_Written request 1_.
Answer these questions from the text on Gita meditation below, one line each:
(a) What is the second practice named?
(b) What does the Zen teacher first ask the man who doubts a benevolent purpose?
(c) What would the stars be if gravity were a little weaker?
_Written request 2_.
Decide whether each statement agrees with the text on Gita meditation below. Answer yes or no and quote the deciding words.
(a) Meditating on the Lord as creator and controller is described as easy.
(b) The man admits he has sometimes contributed to evil.
(c) With slightly stronger gravity, the stars would all be red dwarves.

_Selected text_.
____
The first one is worship. The second one is to practise austerity – to fail again and again, and to try again and again. The third one is to practice meditation, samadhi. Now, there are many meditations which are given, but in the Gita, one of the main ones is that the universe is created by, and under the control of, the Lord who is bringing all beings to perfection. “The friend of all beings”.  We can say, “Well, not very friendly – some of the things that happen.”  A man said to a Zen teacher, “How can you say there is a benevolent purpose in the world? Look at what is happening. Look at the evil that’s happening.”  The teacher said, “Do you yourself contribute to this evil?” The man said, “Well, yes, I’m afraid; sometimes I have.” The teacher said, “Ask yourself the question, why you made this evil? Why you created the evil you did? Then you can ask about the universe.”

It’s not so easy to meditate on the Lord as the creator and the controller. We can justify this by studying some of the accounts of the universe. We can see how many elements, how the so-called cosmic constants, are specially tailored, as they’re now saying, to human life. If gravity was a little stronger, the stars would all be red dwarves – nothing like the sun, no possibility of life.  If gravity was a little weaker, again, blue giants – no possibility of life. They are finding how many of these, so-called, coincidences there are. Shankara makes the point: the world is created for life and consciousness, for experience under the control of the Lord.
____
_Information shown_.
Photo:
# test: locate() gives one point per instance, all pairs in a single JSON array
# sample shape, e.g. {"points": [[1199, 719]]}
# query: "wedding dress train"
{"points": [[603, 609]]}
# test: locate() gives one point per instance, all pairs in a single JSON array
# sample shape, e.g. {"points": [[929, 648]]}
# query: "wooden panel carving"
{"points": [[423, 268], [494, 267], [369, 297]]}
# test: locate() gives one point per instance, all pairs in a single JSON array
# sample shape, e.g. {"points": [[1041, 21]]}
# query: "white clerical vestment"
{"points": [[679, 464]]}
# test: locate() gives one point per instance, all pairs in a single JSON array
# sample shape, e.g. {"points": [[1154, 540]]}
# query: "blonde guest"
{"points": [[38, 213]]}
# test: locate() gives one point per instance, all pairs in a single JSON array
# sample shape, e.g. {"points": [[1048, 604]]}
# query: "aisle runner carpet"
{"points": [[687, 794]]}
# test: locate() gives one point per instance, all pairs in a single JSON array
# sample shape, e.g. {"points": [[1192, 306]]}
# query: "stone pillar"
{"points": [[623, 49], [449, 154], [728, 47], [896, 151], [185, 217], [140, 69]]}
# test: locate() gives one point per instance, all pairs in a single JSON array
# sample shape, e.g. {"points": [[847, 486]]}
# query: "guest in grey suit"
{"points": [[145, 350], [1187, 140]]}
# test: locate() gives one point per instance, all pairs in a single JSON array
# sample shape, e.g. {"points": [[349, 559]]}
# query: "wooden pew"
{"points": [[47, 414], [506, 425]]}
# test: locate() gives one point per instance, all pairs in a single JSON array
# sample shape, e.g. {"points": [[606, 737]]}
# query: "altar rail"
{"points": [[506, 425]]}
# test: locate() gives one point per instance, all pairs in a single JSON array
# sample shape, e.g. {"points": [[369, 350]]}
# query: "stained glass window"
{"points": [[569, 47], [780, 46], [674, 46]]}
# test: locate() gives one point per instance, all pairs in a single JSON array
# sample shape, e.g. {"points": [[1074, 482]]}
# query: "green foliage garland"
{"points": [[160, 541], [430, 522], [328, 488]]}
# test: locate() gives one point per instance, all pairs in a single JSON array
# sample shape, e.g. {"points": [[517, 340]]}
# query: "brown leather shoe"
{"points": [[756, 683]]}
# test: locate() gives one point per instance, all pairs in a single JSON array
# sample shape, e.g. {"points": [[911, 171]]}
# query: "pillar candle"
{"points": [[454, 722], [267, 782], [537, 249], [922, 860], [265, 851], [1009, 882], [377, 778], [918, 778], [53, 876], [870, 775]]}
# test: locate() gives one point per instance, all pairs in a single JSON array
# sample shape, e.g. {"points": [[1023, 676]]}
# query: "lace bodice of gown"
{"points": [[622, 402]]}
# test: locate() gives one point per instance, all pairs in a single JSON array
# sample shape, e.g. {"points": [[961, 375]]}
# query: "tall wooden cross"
____
_Written response 1_.
(a) To practise austerity: to fail again and again, and to try again and again.
(b) "Do you yourself contribute to this evil?"
(c) Blue giants.

_Written response 2_.
(a) No: "It’s not so easy to meditate on the Lord as the creator and the controller."
(b) Yes: "Well, yes, I’m afraid; sometimes I have."
(c) Yes: "If gravity was a little stronger, the stars would all be red dwarves"